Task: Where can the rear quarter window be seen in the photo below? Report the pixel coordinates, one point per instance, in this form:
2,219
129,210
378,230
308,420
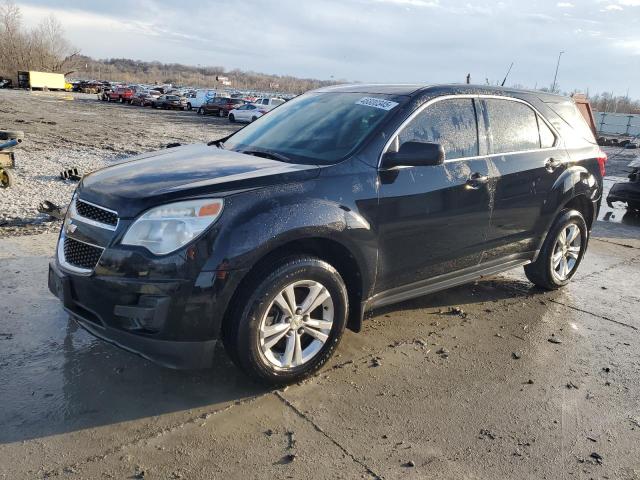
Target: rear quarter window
578,132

****************

### Exercise:
Return all records above verbatim without their pictures.

### Your response:
Task: Where can the rear quarter window be seen in the photo below? Report the pixel coordinates, one point per instance, in this form:
2,219
129,210
378,230
308,420
Target: rear quarter window
578,132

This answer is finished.